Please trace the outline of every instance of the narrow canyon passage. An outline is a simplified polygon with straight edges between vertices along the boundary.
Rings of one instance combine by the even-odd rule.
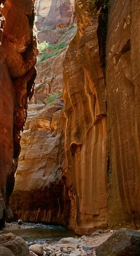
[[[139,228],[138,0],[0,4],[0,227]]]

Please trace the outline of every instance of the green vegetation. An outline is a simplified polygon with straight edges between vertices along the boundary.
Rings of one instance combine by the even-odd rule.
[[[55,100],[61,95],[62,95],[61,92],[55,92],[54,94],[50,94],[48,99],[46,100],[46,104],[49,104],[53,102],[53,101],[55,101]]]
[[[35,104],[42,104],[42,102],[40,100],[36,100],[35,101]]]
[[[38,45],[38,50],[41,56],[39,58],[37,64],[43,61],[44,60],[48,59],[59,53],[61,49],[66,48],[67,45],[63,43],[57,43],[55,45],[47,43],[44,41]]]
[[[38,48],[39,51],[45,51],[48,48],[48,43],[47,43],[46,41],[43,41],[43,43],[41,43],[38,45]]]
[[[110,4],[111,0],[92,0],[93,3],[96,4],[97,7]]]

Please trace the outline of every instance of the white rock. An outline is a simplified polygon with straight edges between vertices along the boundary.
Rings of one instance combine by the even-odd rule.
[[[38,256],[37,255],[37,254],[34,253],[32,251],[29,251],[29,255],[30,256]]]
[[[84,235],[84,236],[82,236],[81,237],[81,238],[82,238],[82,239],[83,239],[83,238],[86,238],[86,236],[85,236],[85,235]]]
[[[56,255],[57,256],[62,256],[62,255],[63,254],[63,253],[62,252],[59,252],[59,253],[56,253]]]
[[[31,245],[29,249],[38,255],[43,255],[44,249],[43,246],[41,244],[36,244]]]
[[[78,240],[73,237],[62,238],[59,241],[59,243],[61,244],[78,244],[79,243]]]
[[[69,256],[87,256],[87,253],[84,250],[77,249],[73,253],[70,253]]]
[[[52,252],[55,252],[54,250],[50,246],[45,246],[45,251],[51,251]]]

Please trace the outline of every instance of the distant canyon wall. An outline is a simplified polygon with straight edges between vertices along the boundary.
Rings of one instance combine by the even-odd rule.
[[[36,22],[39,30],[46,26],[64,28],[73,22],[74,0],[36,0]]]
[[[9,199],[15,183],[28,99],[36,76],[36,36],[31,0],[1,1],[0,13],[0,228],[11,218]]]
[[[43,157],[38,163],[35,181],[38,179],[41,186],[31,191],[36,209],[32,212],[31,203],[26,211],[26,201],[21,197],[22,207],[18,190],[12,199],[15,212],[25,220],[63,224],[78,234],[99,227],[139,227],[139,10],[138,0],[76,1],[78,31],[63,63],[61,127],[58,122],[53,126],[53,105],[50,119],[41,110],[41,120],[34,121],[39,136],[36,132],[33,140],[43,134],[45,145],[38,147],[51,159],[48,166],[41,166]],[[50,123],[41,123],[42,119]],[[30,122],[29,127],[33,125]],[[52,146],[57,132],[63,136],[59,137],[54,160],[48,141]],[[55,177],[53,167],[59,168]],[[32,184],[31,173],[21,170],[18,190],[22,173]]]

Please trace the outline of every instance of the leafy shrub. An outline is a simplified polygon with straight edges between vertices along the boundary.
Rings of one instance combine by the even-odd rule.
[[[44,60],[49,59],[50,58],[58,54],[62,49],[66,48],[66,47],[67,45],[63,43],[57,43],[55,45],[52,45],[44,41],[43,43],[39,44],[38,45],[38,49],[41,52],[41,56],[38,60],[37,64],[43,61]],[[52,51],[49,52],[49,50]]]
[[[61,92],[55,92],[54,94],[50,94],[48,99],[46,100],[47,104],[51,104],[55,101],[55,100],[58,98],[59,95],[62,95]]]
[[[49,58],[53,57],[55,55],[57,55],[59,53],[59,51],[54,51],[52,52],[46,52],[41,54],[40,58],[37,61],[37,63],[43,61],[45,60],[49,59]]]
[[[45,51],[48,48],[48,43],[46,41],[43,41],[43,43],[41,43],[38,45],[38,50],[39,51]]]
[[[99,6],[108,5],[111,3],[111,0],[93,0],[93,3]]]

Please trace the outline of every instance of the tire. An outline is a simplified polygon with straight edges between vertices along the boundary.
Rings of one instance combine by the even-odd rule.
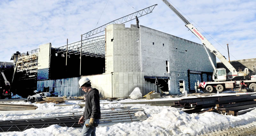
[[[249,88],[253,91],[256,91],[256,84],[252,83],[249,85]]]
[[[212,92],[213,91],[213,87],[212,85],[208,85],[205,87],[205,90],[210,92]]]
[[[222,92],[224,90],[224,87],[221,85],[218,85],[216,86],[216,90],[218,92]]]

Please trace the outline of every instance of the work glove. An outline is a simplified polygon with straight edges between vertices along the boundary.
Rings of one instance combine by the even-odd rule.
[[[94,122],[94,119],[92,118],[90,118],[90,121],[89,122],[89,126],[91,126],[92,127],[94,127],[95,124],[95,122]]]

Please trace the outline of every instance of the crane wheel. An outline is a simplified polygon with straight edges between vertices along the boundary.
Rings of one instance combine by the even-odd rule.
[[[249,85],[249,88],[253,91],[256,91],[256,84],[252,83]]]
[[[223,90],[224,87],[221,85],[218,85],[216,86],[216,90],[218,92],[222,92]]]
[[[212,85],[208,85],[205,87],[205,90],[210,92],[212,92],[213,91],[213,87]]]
==
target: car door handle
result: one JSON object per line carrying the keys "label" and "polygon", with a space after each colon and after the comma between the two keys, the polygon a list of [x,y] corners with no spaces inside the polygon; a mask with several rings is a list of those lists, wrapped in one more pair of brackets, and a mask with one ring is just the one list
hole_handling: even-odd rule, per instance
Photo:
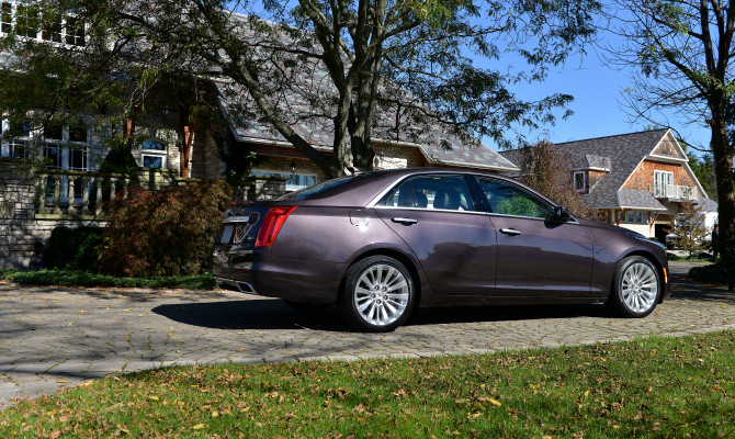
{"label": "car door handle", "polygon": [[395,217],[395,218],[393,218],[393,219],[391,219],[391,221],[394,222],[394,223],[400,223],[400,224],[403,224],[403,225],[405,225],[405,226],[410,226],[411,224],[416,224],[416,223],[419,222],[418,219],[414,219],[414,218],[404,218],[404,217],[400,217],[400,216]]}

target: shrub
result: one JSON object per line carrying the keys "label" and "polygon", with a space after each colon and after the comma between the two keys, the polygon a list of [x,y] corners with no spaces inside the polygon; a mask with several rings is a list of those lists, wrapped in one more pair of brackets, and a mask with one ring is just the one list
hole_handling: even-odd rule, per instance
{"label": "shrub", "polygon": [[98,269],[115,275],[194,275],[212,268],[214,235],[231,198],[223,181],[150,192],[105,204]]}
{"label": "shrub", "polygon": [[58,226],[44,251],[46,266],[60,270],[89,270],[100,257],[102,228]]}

### Request
Rewrite the part of the records that opens with the line containing "Please trace the outline of every instance of the narrow" and closes with the line containing "[[[110,4],[111,0],[92,0],[93,3],[96,4],[97,7]]]", swapping "canyon passage" for "gorge" and changing nothing else. Give only those lines, and leave out the pictures.

### Result for this exercise
Please trace the outline of every instance of the narrow gorge. An outline is a simplified polygon with straight edges between vertices along the boundary.
Rings of one instance combine by the even-odd rule.
[[[139,228],[138,0],[0,4],[0,227]]]

Please trace the outline of every instance of the green vegetation. An outline is a simplified polygon with straight edges between vertices along the boundary.
Rings of one instance combine by the even-odd rule.
[[[55,100],[61,95],[62,95],[61,92],[55,92],[54,94],[50,94],[48,99],[46,100],[46,104],[49,104],[53,102],[53,101],[55,101]]]
[[[35,104],[42,104],[42,102],[40,100],[36,100],[35,101]]]
[[[38,45],[38,50],[41,56],[39,58],[37,64],[43,61],[44,60],[48,59],[59,53],[61,49],[66,48],[67,45],[63,43],[57,43],[55,45],[47,43],[44,41]]]
[[[38,48],[39,51],[45,51],[48,48],[48,43],[47,43],[46,41],[43,41],[43,43],[41,43],[38,45]]]
[[[110,4],[111,0],[92,0],[93,3],[96,4],[97,7]]]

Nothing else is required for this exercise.